**Aufgabe:** Formatiere die Zeilen unten als Markdown-Tabelle mit den Spalten „Nummer“ und „Zeile“. Beginne bei der Zeile mit „instance: [(21, 32)]“, ende bei der Zeile mit „Target: green leaf“ (beide eingeschlossen), nummeriere fortlaufend und lass Leerzeilen weg.

**Gegebene Daten:**
════

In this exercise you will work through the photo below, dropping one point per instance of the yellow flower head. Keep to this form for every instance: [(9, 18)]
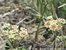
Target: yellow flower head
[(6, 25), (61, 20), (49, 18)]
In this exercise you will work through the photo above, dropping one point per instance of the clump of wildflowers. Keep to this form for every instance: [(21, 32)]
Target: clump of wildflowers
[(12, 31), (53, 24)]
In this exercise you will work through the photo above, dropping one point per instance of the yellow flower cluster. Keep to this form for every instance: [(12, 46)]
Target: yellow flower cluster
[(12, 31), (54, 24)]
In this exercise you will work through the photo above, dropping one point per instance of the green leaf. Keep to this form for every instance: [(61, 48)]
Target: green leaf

════

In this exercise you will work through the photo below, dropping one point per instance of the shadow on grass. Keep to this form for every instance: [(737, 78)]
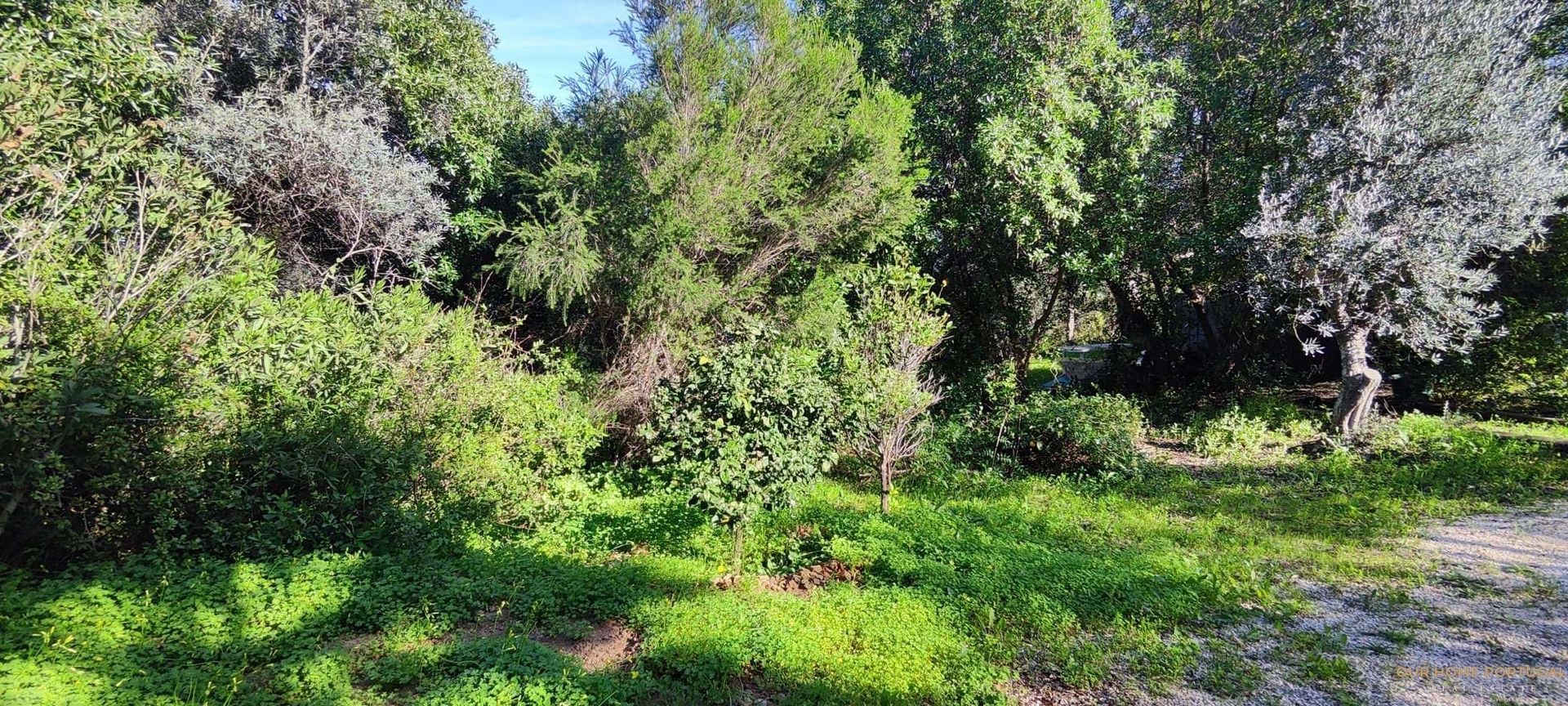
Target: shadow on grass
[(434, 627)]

════

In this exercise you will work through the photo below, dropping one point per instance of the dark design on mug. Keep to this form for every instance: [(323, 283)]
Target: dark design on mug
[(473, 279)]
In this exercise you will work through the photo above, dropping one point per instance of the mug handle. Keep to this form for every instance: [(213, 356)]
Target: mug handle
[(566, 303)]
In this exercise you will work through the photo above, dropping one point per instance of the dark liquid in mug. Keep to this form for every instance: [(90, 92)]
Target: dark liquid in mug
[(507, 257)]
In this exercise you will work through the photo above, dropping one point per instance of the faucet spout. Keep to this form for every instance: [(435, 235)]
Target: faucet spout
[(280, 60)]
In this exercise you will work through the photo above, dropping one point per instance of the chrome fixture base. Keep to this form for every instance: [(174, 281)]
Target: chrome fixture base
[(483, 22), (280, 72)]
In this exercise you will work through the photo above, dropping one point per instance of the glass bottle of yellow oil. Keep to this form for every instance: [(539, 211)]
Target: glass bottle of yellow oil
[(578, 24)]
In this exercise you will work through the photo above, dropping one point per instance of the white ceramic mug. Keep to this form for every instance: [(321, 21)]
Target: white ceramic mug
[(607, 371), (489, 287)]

════

**Lösung:**
| Nummer | Zeile |
|---|---|
| 1 | In this exercise you will work through the photo above, dropping one point per instance of the clump of wildflowers. Keep to this form for every instance: [(21, 32)] |
| 2 | Target: clump of wildflowers |
| 3 | [(12, 31), (53, 24)] |
| 4 | In this exercise you will work through the photo above, dropping one point per instance of the yellow flower cluster. Keep to this form for every instance: [(12, 46)] |
| 5 | Target: yellow flower cluster |
| 6 | [(12, 31), (54, 24)] |
| 7 | In this exercise you will work through the photo above, dropping one point per instance of the green leaf. Keep to this form for every instance: [(61, 48)] |
| 8 | Target: green leaf |